Given information:
▬▬▬

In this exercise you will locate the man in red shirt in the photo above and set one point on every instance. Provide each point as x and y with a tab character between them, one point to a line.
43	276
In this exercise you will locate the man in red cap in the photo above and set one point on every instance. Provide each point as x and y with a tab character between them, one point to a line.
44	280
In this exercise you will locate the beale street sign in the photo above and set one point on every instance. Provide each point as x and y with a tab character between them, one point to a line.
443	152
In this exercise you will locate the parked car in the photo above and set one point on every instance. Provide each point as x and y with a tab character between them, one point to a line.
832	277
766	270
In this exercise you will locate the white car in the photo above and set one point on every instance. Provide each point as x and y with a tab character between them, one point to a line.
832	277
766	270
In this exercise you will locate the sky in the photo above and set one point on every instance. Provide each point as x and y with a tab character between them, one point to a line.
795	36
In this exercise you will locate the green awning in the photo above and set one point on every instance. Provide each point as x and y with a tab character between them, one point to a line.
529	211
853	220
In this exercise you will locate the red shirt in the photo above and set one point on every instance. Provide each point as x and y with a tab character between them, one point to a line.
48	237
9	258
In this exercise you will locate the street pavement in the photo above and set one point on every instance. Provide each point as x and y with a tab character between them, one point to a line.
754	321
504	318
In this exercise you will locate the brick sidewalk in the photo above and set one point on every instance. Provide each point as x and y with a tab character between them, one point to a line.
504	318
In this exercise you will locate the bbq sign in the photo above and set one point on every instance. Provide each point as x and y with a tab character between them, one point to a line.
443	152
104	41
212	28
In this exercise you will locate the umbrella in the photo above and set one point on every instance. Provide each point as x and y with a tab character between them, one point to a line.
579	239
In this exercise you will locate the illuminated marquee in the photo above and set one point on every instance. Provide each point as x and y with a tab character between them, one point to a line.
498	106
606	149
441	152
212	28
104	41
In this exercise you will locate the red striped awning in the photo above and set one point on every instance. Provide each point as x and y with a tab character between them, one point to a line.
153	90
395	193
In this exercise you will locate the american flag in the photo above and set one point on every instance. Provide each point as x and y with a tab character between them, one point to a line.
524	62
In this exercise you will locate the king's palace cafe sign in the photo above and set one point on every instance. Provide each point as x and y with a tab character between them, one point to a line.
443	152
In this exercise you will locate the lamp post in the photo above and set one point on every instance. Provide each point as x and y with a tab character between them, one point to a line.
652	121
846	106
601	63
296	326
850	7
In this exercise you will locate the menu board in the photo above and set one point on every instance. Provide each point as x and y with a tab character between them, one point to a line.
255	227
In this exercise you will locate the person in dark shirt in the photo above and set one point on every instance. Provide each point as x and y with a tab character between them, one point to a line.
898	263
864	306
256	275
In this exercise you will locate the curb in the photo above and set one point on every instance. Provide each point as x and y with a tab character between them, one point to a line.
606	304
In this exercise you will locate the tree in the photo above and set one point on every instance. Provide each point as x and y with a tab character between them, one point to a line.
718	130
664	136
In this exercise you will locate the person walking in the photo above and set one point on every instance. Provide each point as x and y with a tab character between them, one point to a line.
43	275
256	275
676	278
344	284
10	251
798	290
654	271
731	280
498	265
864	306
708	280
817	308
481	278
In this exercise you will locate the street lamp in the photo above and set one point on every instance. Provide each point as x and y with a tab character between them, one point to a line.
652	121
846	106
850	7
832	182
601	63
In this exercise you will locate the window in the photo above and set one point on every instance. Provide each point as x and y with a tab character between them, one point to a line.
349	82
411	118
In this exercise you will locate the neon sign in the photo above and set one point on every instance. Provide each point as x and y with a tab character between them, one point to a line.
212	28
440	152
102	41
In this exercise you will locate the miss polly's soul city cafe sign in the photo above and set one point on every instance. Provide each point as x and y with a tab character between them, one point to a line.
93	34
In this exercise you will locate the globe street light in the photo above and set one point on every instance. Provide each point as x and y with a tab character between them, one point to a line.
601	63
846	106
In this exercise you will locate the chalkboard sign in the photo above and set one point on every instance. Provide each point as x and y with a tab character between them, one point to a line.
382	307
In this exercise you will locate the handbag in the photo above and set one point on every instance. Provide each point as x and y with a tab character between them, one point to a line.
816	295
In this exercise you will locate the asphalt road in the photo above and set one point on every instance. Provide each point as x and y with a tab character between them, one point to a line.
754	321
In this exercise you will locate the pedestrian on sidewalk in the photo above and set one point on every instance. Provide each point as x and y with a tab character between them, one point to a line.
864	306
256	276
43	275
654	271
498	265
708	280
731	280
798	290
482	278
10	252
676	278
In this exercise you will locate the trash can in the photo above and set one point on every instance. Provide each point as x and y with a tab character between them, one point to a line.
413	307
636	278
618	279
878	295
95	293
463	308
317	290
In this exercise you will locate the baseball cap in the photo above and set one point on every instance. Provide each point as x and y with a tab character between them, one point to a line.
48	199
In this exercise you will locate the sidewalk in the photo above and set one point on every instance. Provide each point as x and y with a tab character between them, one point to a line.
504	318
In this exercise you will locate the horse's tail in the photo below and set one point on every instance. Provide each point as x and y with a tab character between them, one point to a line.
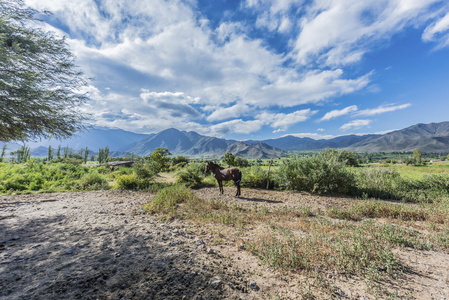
239	178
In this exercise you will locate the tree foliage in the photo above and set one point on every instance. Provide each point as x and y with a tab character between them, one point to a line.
229	159
39	82
417	157
159	156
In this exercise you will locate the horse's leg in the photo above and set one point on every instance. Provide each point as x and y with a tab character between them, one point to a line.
238	189
220	185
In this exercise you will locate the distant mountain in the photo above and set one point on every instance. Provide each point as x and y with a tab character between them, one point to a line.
95	138
433	137
292	143
193	144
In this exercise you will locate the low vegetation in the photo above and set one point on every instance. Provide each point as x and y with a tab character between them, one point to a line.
347	240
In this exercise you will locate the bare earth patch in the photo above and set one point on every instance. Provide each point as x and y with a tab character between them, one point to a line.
99	245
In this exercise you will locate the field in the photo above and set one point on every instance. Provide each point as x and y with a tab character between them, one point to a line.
378	232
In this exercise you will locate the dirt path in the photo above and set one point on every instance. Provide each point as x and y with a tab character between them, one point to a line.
97	245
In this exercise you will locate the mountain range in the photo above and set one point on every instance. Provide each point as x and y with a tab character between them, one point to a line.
433	137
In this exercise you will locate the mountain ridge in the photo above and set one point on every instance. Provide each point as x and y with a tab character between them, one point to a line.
432	137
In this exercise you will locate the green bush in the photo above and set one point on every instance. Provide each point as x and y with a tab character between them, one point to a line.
256	177
144	169
316	174
385	183
92	181
192	175
132	182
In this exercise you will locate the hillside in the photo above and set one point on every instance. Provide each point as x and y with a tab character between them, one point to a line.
192	144
433	137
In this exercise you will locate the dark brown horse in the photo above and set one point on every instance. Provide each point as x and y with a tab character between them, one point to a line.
222	174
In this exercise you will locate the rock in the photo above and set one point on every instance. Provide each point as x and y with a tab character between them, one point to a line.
216	282
253	286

▬▬▬

Omit the pictures and restate the rest of the records verbatim.

In this exercise you will locate the man in red shirt in the photo above and set one point on every instance. Provide each point as x and y with a tab character between them, one point to a line.
43	276
In this exercise you will locate the man in red cap in the photo above and set one point on every instance. Provide each point as x and y with a tab character between them, one point to a line.
44	280
In this exercise you will locate the beale street sign in the photo above and set one point on every instance. Provide each point as x and y with a tab character between them, one point to a line.
443	152
In this exercise you will locate the parked car in the photo above and set one point on every instance. Provide each point as x and y with a tab character between them, one point to a line.
832	277
766	270
In this exercise you will locate the white car in the photo above and set one point on every instance. Provide each point as x and y with a tab character between them, one point to a line.
832	277
766	270
In this exercise you will locate the sky in the photo above and set one point on every instance. Provide each point as x and y with a tab character between them, one point to a line.
795	36
In this exercise you will locate the green awning in the photo above and set one point on every instance. Provide each point as x and y with a tab character between them, one point to a line.
529	211
853	220
In this exercise you will locate the red shirt in the photo above and set one point on every instance. Provide each point as x and y with a tab character between them, one point to a line.
48	237
9	258
In this exercise you will locate the street pavement in the photo above and set one point on every instance. Provide each point as x and y with a tab character between them, one point to a line.
754	321
504	318
In this exercise you will locate the brick sidewalk in the photo above and set one point on every instance. Provide each point as x and y with a tab character between them, one point to a line.
504	318
In this exercise you will locate the bbq sign in the photo above and set one point on every instance. Provide each point as x and y with a tab character between them, one point to a line.
443	152
104	41
212	28
In this exercise you will locate the umbrella in the photo above and set one point on every instance. Provide each point as x and y with a tab character between them, one point to a line.
579	239
In this exercise you will locate the illuminated marquee in the photo above and set one point on every instance. Provide each point as x and y with a tab character between them, one point to a line.
498	106
606	149
441	152
212	28
104	41
In this exercise you will locate the red striped awning in the photo above and set one point on every instance. Provide each point as x and y with a tab character between them, one point to a line.
153	90
395	193
In this exercise you will locate the american flag in the photo above and set one point on every instance. Provide each point as x and y with a tab character between them, one point to a line.
524	62
In this exercise you will locate the king's palace cafe sign in the photo above and set one point on every instance. Provide each point as x and y with a tab character between them, one point to a line.
443	152
In this exercise you will locate the lamp post in the photo above and set one point on every instance. Provide each point as x and y with a tab character between them, one point to a line.
652	121
846	106
601	63
296	326
850	7
In this exercise you will locate the menu board in the photo above and set one point on every instance. Provide each point as x and y with a tab character between them, one point to a line.
255	227
In this exercise you will locate the person in dark shirt in the photo above and set one point on every instance. Provide each point as x and y with a tab character between them, one point to a line.
898	263
864	306
256	275
In this exercise you will locate the curb in the photo above and set one point on every instance. Provide each point as x and y with a tab character between them, one point to a line.
606	304
In this exercise you will locate the tree in the photo above and set one point on every instance. Provide each point as x and y with a tab character between them, one point to a line.
718	130
664	136
In this exercise you will locate the person walking in the photo above and set one point on every instance. Provide each point as x and y with a tab character between them, one point to a line.
43	275
256	275
676	278
344	284
10	251
798	290
654	271
731	280
498	265
864	306
708	280
817	308
481	278
In this exercise you will locate the street lamp in the photo above and set one point on every instance. Provide each point as x and y with a tab character between them, one point to a line.
652	121
846	106
850	7
832	182
601	63
In this exercise you will locate the window in the photo above and set one point on every instance. Provide each point as x and y with a tab character between them, one point to a line.
349	82
411	118
In this exercise you will locate the neon sign in the photo above and set one point on every instance. Provide each point as x and y with a tab character between them, one point to a line.
212	28
440	152
102	41
In this exercise you will locate the miss polly's soul city cafe sign in the photo above and set one point on every instance. Provide each point as x and y with a tab character between them, one point to a line.
93	34
In this exercise you will locate the globe street light in the photo above and set one point on every instance. Provide each point as x and y with a tab character between them, one point to a line.
601	63
846	106
In this exercise you will locate the chalkboard sign in the photo above and set one point on every instance. Provide each point as x and y with a tab character between them, one point to a line.
382	307
In this exercise you will locate the handbag in the photo above and set one point on every instance. Provide each point as x and y with a tab character between them, one point to a line.
816	295
In this exercise you will locate the asphalt road in the photo above and set one point on every instance. Provide each point as x and y with a tab character between them, one point to a line.
754	321
In this exercise you will locate the pedestrian on sidewalk in the photo above and set one point on every instance. Provide each point as x and y with a tab character between them, one point to a line.
864	306
256	276
43	275
654	271
498	265
708	280
731	280
798	290
482	278
10	252
676	278
In this exercise you will locate the trash can in the photo above and set one point on every instance. Provide each point as x and y with a tab character between them, one point to a line.
413	307
636	278
618	279
878	295
95	293
463	308
317	290
In this exercise you will locate the baseball cap in the photo above and set one point on every instance. Provide each point as x and y with a tab character between them, one point to a line.
48	199
In this exercise you will locate the sidewalk in the photo above and set one point on every instance. Provide each point as x and y with a tab character between them, one point to a line.
504	318
In this exercise you will locate the horse's tail in the photo below and set one point on every instance. Provide each point as x and y with a tab character between them, one point to a line.
239	178
In this exercise you will locate the tree foliage in the photo above and set one point on every instance. Provide each point as x and y with a tab character between them, one point to a line.
229	159
39	82
417	157
159	156
In this exercise you will locate the horse's leg in the photo above and set one point on every instance. Provide each point as x and y with a tab character between them, one point to a line.
238	189
220	185
In this exercise you will locate the distant mountain in the photo above and set one point on every instance. Provide each point as x and y with a tab character between them, one point to a line.
95	138
433	137
292	143
193	144
In this exercise you will locate the low vegetation in the photo above and set one point on every instance. Provide each point as x and y with a tab character between them, one point to a line.
347	240
In this exercise you will locate the bare earth patch in the photo above and set one point on every instance. Provide each point as x and y with a tab character between them, one point to a line.
99	245
In this exercise you will locate the field in the photo above and set one point on every instance. Provide each point as x and y with a tab character between them, one point to a line.
378	232
In this exercise you will locate the dirt path in the photo above and set one point on every instance. Provide each point as x and y with a tab character between them, one point to a line.
97	245
In this exercise you will locate the mountain range in the photo above and set one point on every instance. Provide each point as x and y with a tab character between them, one point to a line.
433	137
In this exercise you will locate the mountain ridge in the photo above and set one point on every instance. Provide each point as x and y with a tab character between them, one point to a line.
432	137
In this exercise you will locate the green bush in the photo above and set one point on every instance. Provide each point as x and y with a tab character between them, one point to a line.
256	177
144	169
316	174
385	183
92	181
192	175
132	182
In this exercise you will locate the hillside in the photo above and set one point on every instance. Provide each point as x and y with a tab character between them, one point to a line.
192	144
433	137
In this exercise you will locate the dark brown horse in the photo above and set one point on every instance. Provide each point as x and y with a tab character between them, one point to a line.
222	174
In this exercise you will locate the rock in the photo above and set one point on every instance. Provide each point as x and y with a tab character between them, one point to a line.
216	282
253	286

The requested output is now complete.